Items contained in a dataset
-----

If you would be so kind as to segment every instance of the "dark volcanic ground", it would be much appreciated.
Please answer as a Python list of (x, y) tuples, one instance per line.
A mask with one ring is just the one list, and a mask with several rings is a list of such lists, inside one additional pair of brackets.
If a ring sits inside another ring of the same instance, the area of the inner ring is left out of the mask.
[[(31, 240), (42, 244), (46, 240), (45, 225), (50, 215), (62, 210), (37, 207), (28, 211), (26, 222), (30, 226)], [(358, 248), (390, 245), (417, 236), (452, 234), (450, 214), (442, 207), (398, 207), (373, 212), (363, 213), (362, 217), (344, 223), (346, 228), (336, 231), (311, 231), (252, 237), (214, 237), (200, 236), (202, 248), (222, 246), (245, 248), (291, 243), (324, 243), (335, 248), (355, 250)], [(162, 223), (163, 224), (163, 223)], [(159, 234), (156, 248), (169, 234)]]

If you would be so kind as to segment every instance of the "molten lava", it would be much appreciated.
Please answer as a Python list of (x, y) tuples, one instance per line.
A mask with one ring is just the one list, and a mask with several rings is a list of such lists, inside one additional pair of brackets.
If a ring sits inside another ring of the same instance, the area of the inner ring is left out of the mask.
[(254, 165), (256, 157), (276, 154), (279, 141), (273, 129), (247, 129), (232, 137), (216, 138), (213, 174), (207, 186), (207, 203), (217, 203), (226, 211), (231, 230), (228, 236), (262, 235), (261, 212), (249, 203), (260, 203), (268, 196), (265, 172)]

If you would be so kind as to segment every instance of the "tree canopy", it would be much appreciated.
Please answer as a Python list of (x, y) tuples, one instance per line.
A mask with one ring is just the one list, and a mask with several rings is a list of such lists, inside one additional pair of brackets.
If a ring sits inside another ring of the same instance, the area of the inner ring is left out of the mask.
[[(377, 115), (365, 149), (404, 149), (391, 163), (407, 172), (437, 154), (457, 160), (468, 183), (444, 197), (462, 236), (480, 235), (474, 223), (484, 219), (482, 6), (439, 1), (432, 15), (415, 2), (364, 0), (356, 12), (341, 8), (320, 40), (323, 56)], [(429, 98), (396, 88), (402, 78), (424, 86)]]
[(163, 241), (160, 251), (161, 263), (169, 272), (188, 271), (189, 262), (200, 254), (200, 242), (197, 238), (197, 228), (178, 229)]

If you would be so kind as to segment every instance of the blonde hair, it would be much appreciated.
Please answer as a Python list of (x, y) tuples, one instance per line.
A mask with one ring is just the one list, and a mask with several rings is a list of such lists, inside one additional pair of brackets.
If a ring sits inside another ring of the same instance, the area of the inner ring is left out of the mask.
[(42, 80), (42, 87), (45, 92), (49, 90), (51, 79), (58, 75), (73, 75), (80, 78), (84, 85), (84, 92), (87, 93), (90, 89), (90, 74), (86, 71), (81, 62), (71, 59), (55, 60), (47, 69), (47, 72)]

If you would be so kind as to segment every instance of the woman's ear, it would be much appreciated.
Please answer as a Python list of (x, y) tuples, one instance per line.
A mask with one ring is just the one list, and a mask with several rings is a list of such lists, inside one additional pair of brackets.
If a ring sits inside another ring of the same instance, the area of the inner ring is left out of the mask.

-----

Pull out each line of the items above that contains the word "would", matching its case exactly.

Solution for this exercise
If you would be so kind as to segment every instance of the "dark volcanic ground", it would be much appreciated.
If you would be so kind as to segment every instance of the "molten lava", it would be much appreciated.
If you would be so kind as to segment every instance of the "tree canopy", it would be much appreciated.
If you would be so kind as to segment every instance of the blonde hair, it would be much appreciated.
If you would be so kind as to segment every instance of the woman's ear, it would be much appreciated.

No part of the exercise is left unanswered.